STATED TASK A: Lay out every one of the image region outline entries as a numbered list, skipping blank lines and leaving the pictures out of your answer.

PAGE:
%%
I think I have it sorted, taking advice from Goldenchild, I have ordered a prefilter set up which consists of filters which sit atop a drum, 600, 200, and 50 micron. This should remove much of the bulk. I will then filter through the "super filter" set up suggested by 4metals. I have found 10.5" buchners and if that does not work then I will try the 18 inch buchner.

Boy I hate waiting for the shipping!

Thank you all again.

CW


----------



## Barren Realms 007 (Aug 6, 2011)

Macgiver said:


> Thanks again for all the input.
> 
> One thing to note is all of the nitric seems to be consumed out of the AR at about day three of the digesting stage. In fact there is very little if zero smell of HCL or Nitric. I have refrained from sticking my head in directly in the drum, as tempting as it is, but the STRONG smell and fumes of the fresh AR is completely gone. I have also tested it to see if it brings small bubbles to the surface a silver spoon. My thinking is that if the nitric has been consumed, then we are left with HCl which may not be as hard on a diaphragm pump.
> 
> CW



Heat will be your friend when it comes to nitric, if you get the temp raised in your solution it can show you still have nitric and allow you to eliminate it. 

A diaphram pump will hold up fine for use with HCL. I have used the big commercial one and the small one's like you use on an RV for pumping water with no problem.


----------



## Lou (Aug 6, 2011)

Goldenchild gave very good advice about using tiered filtration.


I.e. filter component one 50 cfm polypropylene, filter component two is 25 cfm polypropylene, filter component three is 12 cfm and so on until the filtrate is sediment free.
%%
STATED TASK B: Proceed with the forum thread on filtering and pumping aqua regia solutions, picking up right after its last sentence.

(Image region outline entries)
%%
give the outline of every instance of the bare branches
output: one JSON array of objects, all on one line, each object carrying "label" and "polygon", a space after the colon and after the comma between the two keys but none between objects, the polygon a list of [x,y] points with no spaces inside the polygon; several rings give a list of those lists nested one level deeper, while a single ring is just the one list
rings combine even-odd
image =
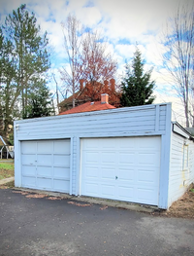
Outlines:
%%
WRITTEN ANSWER A:
1. give the outline of every instance of the bare branches
2. output: one JSON array of objects, all on one line, each object carrying "label" and "polygon", a space after the colon and after the comma between the two keys but none between objects, the polygon a list of [x,y] points with no spaces inside the polygon; several rings give a list of those lists nested one level deeper, while a single ring is just the one list
3. rings combine even-odd
4. image =
5. Outlines:

WRITTEN ANSWER B:
4metals suggestion of using diatomaceous earth is a great one. I use that on many tricky filtrations, especially those for metal blacks and other fine particles that would require multiple filtrations to get all out of suspension. Very good advice from him. 


Wilden makes a PTFE internal polypropylene external diaphragm pump that really rocks. You can in fact pump aqua regia with it.


At Impala Platinum in South Africa, they use centrifuges to get the precipitate out.


----------



## HAuCl4 (Aug 7, 2011)

Barren Realms 007 said:


> 4metals said:
> 
> 
> > I would be interested in hearing from one of the desighners on the forum what is used for pumping AR or what is used in a commercial facility that handles AR.



Gravity and a hose maybe?. 

Almost anything that can be achieved with a pump can be achieved with gravity or with vaccuum or both. Without expensive pumps. :idea:


----------



## Barren Realms 007 (Aug 7, 2011)

HAuCl4 said:


> Barren Realms 007 said:
> 
> 
> > 4metals said:
> ...



I agree on a small scale operation.

Have you ever tried to siphon 55 gallons of solution, much less 5,000-20,000 gallons?


----------



## HAuCl4 (Aug 7, 2011)

I don't think there is a single 5,000 Gallon AR installation on this planet, but sure, use a bigger hose and gravity, or several hoses/pipes. :shock: 

55 gallon?. Sure, with a 6 inch pipe it will empty in a few minutes. Probably need to tilt/ decant the last portion.


----------



## Barren Realms 007 (Aug 7, 2011)

HAuCl4 said:


> I don't think there is a single 5,000 Gallon AR installation on this planet, but sure, use a bigger hose and gravity, or several hoses/pipes. :shock:
> 
> 55 gallon?. Sure, with a 6 inch pipe it will empty in a few minutes. Probably need to tilt/ decant the last portion.



ROFL, not of AR just acids and fluids in general. 8)


----------



## pesco (Aug 27, 2011)

Once my vacuum died while I was doing some filtering. As it would take few days to obtain replacement and I wanted to finish the process ASAP I built very simple replacement.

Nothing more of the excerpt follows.